══ Текст для чтения ══

Сциентистский подход к влиянию символики на внутренний мир человека выразил А. Н. Лебедев, который указывает, что символика сама по себе не способна влиять на человеческое сознание/ подсознание, если человеку неведом ее смысл (Лебедев, 2012). Воздействие обязано знанию о конкретной символике, которое ему предшествовало.

Но все же проблема восприятия символики, ее «непроизвольного излучения», в том числе независимо от осознания человеком смысла символики, представляется мне более сложной. Особенно если вспомнить о существовании определенной феноменологии, достаточно известной в различных религиозно-мистических традициях. Индивидуальные «обереги», имеющие свою специфику и рамки применимости, «работают» без знания человека о содержащейся в них символики. Так, «охрана» жилищ на уровне защитной символики также предполагает, что она будет работать и без знания ее смыслов. Символы применяются и для «духовной приватизации», – например, для «метки территории» – символическом обозначении «Это принадлежит мне» (например, масонские пирамидки на крышах зданий в городах – далеко не случайный креативный инсайт архитектора, вызванный его эстетическими предпочтениями).

Смысл символа может быть записан в архетипической памяти, и в этом случае его влияние будет иметь место при раскодировании подобной информации на уровне неосознаваемых сфер психики. Отметим и феномен «тонких переживаний» человека от контакта с определенной символикой, когда он чувствует специфику ее энергоинформационного влияния («излучения»).

Итак, мифологизированные представления несут в себе как иррациональную компоненту, в том числе метафизического содержания, так и «секулярную манипулятивную силу», способную замещать в сознании образы действительности. Эти представления, отражая особенности картины мира различных народов в конкретную эпоху, являются составной частью социально-политических традиций народов или доминирующих в данный момент коллективных представлений. В связи с ними рассматриваются и символические образы. Метафизическое содержание данных образов расширяет научное представление о многоуровневости субъектов информационных воздействий.

1.2. Общие сведения о психоманипулятивных информационных воздействиях

Предисловие к монографии ясно обозначило в теме информационных воздействий геополитический контекст. Поэтому данный раздел начнем с примеров манипуляций общественным мнением в сфере мировой политики.

Вспомним события в Югославии в 1990-е годы. Антисербская позиция мирового сообщества была создана на основе преднамеренно искаженных образов происходящего. Показательна фотография «сербского лагеря смерти», на которой мы видим лицо боснийского мусульманина за решеткой. Но оказалось, что изображен был пункт сбора беженцев (Кара-Мурза, 2000, c. 207). Фальшивкой оказались и кадры «радости палестинцев» 11 сентября 2001 г.: данный видеоматериал был заснят в 1991 г., в ходе информационной компании относительно оружия массового поражения в Ираке.

Показательна информационная подача украинских событий 2013–2016 гг. в мировых СМИиК. Здесь искажение фактов достигает фантастических масштабов (например, ополченцы Донбасса убивают мирных жителей). Сирийские события добавляют иллюстраций.

═══

| Задания |
[1] Перескажите текст для чтения в двух предложениях.
[2] Замените в тексте для чтения «монографии» на «книге» и перепишите фрагмент: начните со слов «Итак, мифологизированные представления» и остановитесь после слов «сфере мировой политики.».
[3] Выпишите по порядку все годы, записанные в тексте для чтения четырьмя цифрами, включая годы в ссылках на авторов. Десятилетия вроде «1990-е» не учитывайте.

══ Исходные данные ══

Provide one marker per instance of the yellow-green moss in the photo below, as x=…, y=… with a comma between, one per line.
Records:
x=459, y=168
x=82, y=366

═══

| Решённые задания |
[1] А. Н. Лебедев считает, что символика не влияет на сознание человека, если ему неизвестен ее смысл, однако в тексте эта проблема названа более сложной, поскольку обереги и защитная символика жилищ «работают» и без знания их смыслов. Затем приводятся примеры манипуляций общественным мнением в мировой политике на основе искаженных образов, в частности фотография «сербского лагеря смерти», на которой на самом деле был изображен пункт сбора беженцев.

[2]
Итак, мифологизированные представления несут в себе как иррациональную компоненту, в том числе метафизического содержания, так и «секулярную манипулятивную силу», способную замещать в сознании образы действительности. Эти представления, отражая особенности картины мира различных народов в конкретную эпоху, являются составной частью социально-политических традиций народов или доминирующих в данный момент коллективных представлений. В связи с ними рассматриваются и символические образы. Метафизическое содержание данных образов расширяет научное представление о многоуровневости субъектов информационных воздействий.

1.2. Общие сведения о психоманипулятивных информационных воздействиях

Предисловие к книге ясно обозначило в теме информационных воздействий геополитический контекст. Поэтому данный раздел начнем с примеров манипуляций общественным мнением в сфере мировой политики.

[3] 2012, 2000, 2001, 1991, 2013, 2016